#### [Assigned task]
When you answer, give every record back exactly as written.

Excerpted data: Begin

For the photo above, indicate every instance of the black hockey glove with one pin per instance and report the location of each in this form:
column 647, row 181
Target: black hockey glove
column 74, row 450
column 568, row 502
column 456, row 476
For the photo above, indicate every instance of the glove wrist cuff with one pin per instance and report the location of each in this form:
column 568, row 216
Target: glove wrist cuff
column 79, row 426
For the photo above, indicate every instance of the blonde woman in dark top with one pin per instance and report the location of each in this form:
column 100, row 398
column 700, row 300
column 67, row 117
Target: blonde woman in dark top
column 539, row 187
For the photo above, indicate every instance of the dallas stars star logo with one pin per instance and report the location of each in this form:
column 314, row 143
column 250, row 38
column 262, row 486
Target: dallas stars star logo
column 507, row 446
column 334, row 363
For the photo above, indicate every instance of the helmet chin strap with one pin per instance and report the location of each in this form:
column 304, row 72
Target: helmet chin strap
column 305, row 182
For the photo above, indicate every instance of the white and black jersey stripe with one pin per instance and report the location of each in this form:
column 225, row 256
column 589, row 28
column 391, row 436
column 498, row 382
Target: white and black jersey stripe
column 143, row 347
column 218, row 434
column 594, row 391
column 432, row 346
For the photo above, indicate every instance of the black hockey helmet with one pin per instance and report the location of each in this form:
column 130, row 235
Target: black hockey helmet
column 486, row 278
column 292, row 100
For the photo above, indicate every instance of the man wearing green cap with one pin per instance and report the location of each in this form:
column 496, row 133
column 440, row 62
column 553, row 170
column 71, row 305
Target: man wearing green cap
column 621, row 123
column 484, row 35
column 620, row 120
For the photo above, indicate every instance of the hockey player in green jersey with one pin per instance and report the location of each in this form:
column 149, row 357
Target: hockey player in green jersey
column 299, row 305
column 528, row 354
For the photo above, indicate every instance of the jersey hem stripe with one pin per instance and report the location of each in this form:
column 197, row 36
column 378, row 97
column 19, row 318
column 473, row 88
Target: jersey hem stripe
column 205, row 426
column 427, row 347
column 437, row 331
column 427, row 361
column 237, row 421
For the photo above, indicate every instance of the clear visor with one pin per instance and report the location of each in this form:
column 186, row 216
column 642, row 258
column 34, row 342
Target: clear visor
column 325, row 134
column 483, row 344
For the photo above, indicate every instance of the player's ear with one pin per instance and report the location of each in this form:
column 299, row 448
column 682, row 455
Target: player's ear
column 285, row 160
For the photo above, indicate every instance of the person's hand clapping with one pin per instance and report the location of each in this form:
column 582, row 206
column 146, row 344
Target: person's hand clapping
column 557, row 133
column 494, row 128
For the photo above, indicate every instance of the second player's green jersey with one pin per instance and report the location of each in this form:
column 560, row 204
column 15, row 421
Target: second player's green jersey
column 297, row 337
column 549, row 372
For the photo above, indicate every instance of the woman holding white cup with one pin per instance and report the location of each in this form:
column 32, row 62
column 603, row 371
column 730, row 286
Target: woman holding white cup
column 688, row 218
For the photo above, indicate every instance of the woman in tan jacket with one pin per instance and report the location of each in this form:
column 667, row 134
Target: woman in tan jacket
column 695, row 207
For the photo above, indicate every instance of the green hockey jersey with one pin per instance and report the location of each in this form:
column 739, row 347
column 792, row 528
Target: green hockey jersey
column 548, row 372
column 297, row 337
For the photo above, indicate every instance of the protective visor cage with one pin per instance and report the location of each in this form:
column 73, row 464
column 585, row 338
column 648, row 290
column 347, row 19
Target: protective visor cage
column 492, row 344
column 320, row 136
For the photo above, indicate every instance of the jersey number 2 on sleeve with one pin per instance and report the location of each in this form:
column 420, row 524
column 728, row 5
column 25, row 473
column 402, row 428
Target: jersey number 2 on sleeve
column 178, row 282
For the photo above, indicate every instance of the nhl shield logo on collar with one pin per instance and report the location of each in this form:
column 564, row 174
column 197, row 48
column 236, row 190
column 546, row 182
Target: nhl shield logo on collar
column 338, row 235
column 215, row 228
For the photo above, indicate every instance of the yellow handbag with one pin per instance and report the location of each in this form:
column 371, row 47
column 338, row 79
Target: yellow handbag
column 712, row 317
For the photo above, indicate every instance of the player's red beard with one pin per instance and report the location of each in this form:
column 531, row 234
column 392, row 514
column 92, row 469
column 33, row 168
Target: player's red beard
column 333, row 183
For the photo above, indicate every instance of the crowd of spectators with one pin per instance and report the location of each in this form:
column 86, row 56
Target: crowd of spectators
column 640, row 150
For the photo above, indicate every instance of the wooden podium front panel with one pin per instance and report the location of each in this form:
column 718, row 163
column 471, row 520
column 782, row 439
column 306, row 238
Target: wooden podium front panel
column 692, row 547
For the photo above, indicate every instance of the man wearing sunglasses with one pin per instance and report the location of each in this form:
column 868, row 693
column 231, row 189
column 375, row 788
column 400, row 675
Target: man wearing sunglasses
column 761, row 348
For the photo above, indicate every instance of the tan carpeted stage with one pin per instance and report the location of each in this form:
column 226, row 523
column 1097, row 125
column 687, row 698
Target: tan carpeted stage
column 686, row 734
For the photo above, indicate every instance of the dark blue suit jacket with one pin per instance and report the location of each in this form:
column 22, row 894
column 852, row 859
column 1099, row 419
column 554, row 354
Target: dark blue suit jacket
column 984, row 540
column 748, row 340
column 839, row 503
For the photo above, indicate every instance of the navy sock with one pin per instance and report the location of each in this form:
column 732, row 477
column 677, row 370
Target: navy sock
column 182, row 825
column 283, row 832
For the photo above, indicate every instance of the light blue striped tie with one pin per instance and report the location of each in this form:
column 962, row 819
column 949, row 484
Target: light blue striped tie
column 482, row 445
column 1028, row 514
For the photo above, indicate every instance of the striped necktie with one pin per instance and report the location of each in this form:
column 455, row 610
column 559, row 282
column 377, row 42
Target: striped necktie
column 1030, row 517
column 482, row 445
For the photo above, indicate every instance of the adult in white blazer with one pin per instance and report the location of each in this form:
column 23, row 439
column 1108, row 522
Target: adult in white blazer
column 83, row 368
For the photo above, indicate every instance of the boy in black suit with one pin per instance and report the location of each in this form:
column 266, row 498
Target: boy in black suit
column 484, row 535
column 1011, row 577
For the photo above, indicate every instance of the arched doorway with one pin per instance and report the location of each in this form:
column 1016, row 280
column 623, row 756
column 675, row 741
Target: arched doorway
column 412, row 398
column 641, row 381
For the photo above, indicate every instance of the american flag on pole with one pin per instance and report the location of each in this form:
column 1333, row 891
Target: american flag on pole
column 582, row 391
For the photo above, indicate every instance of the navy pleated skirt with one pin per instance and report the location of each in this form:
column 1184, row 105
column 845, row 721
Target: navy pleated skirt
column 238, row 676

Excerpted data: End

#### [Solution for this task]
For the photo above, indicate every instance of the black hockey glove with one pin per instance and report the location of each in this form:
column 647, row 181
Target: black hockey glove
column 74, row 450
column 568, row 502
column 456, row 476
For the photo above, indicate every instance of the glove wrist cuff with one pin per instance and report the location of each in this form:
column 568, row 216
Target: glove wrist cuff
column 79, row 426
For the photo above, indicate every instance of the blonde woman in dark top with one pin per instance and report the location of each in this form:
column 100, row 398
column 700, row 300
column 67, row 117
Target: blonde woman in dark top
column 539, row 187
For the photo above, indicate every instance of the dallas stars star logo with one pin per instance and report the location of each in this form:
column 314, row 143
column 250, row 38
column 262, row 486
Target: dallas stars star logo
column 507, row 446
column 334, row 363
For the photo above, indicate every instance of the helmet chin strap with one pin per instance and report the location of each in this form:
column 304, row 72
Target: helmet chin strap
column 305, row 182
For the photo above, indicate every instance of the white and black jersey stripe with one pin per instance and report the location of each in this form:
column 225, row 256
column 589, row 28
column 391, row 436
column 498, row 382
Target: white and black jersey stripe
column 143, row 347
column 218, row 434
column 594, row 391
column 432, row 346
For the photo above, indicate every instance of the black hockey helmet with one pin per instance and report the location of each in this form:
column 130, row 235
Target: black hockey helmet
column 486, row 278
column 292, row 100
For the photo above, indicate every instance of the man wearing green cap with one pin per instance and report the location of each in this form:
column 496, row 133
column 440, row 62
column 553, row 170
column 71, row 305
Target: man wearing green cap
column 621, row 123
column 484, row 35
column 620, row 120
For the photo above, indicate every instance of the hockey player in green jersey with one pin per instance and report the location of each in this form:
column 149, row 357
Target: hockey player in green jersey
column 299, row 305
column 528, row 354
For the photo above, indicate every instance of the jersey hem stripe with one pin per instance and report the location of each in this form:
column 197, row 36
column 378, row 97
column 19, row 318
column 473, row 88
Target: jersey hem stripe
column 205, row 426
column 427, row 347
column 437, row 331
column 427, row 361
column 237, row 421
For the photo above, indicate every instance of the clear visor with one pin per instance and report the location of each in this form:
column 186, row 216
column 642, row 258
column 34, row 342
Target: clear visor
column 325, row 134
column 483, row 344
For the photo above, indicate every instance of the player's ear with one pin per instance and report the location of each in this form:
column 299, row 448
column 682, row 455
Target: player's ear
column 285, row 160
For the photo above, indicate every instance of the person's hand clapping with one pin per instance and report the location of each in this form:
column 582, row 206
column 146, row 344
Target: person's hand clapping
column 557, row 133
column 494, row 128
For the photo above, indicate every instance of the second player's green jersey with one pin per instance and report the location of each in this form:
column 560, row 204
column 15, row 421
Target: second player's green jersey
column 297, row 337
column 549, row 372
For the photo above, indicate every instance of the woman holding white cup with one pin per instance and report the location of each in this form:
column 32, row 62
column 603, row 371
column 730, row 286
Target: woman holding white cup
column 688, row 218
For the photo above, indicate every instance of the woman in tan jacket with one pin per instance and report the location of each in this form:
column 667, row 134
Target: woman in tan jacket
column 695, row 207
For the photo above, indicate every instance of the green hockey jersey with one pin per instance and report the location of each in this form:
column 739, row 347
column 792, row 528
Target: green hockey jersey
column 548, row 372
column 297, row 337
For the photo above, indicate every instance of the protective visor cage with one pin per instance and report the location of each in this form:
column 73, row 464
column 585, row 338
column 648, row 290
column 347, row 19
Target: protective visor cage
column 492, row 344
column 320, row 136
For the photo above, indicate every instance of the jersey number 2 on sleeve with one pin per instance and report the location of each in this form:
column 420, row 524
column 728, row 5
column 25, row 473
column 402, row 428
Target: jersey number 2 on sleeve
column 178, row 282
For the photo above, indicate every instance of the nhl shield logo on collar with one pin per instance and report the location of each in this form:
column 564, row 174
column 197, row 48
column 236, row 190
column 546, row 182
Target: nhl shield logo on collar
column 338, row 235
column 215, row 228
For the photo above, indicate every instance of the yellow handbag with one pin per instance and report the location of each in this form:
column 371, row 47
column 338, row 79
Target: yellow handbag
column 712, row 317
For the photo above, indicate every instance of the player's red beard with one pin per instance and report the location of each in this form:
column 531, row 234
column 392, row 514
column 92, row 469
column 33, row 168
Target: player's red beard
column 333, row 183
For the photo above, indicate every instance of the crowd of spectators with one pin per instance and report the location of each in this form:
column 86, row 56
Target: crowd of spectators
column 640, row 150
For the photo above, indicate every instance of the wooden podium front panel with one pin per instance and report the location of each in this form:
column 718, row 163
column 471, row 520
column 782, row 439
column 306, row 238
Target: wooden podium front panel
column 692, row 547
For the photo above, indicate every instance of the man wearing sunglasses with one pin per instance and report the location of each in this form:
column 868, row 693
column 231, row 189
column 375, row 788
column 400, row 675
Target: man wearing sunglasses
column 761, row 348
For the photo above, indicate every instance of the tan carpeted stage with one pin per instance and report the location of each in this form:
column 226, row 523
column 1097, row 125
column 687, row 698
Target: tan carpeted stage
column 686, row 734
For the photo above, indicate every instance of the dark blue suit jacket with one pin per instance and report the location of each in this form:
column 22, row 894
column 852, row 859
column 1099, row 419
column 554, row 354
Target: dark blue suit jacket
column 984, row 540
column 748, row 340
column 839, row 503
For the photo above, indicate every instance of the navy sock with one pin per instance and report the location of each in this form:
column 732, row 477
column 677, row 370
Target: navy sock
column 182, row 825
column 283, row 832
For the photo above, indicate every instance of the light blue striped tie with one pin per instance and report the location of each in this form:
column 962, row 819
column 949, row 484
Target: light blue striped tie
column 482, row 445
column 1028, row 514
For the photo above, indicate every instance of the striped necktie with one pin per instance and report the location of each in this form:
column 455, row 610
column 559, row 282
column 377, row 42
Target: striped necktie
column 1030, row 517
column 482, row 445
For the photo above, indicate every instance of the adult in white blazer with one pin per instance and report the location of each in this form:
column 23, row 439
column 1108, row 522
Target: adult in white blazer
column 83, row 368
For the photo above, indicate every instance of the boy in black suit with one pin per instance and report the location of each in this form:
column 266, row 498
Target: boy in black suit
column 484, row 535
column 1011, row 577
For the photo above, indicate every instance of the arched doorway with one pin per instance and report the location of each in this form:
column 1016, row 280
column 623, row 756
column 675, row 741
Target: arched doorway
column 412, row 398
column 641, row 381
For the photo above, indicate every instance of the american flag on pole with one pin per instance and report the location of each in this form:
column 1333, row 891
Target: american flag on pole
column 582, row 391
For the photo above, indicate every instance of the navy pleated skirt with one pin per instance and report the location of each in this form:
column 1184, row 105
column 845, row 721
Target: navy pleated skirt
column 238, row 676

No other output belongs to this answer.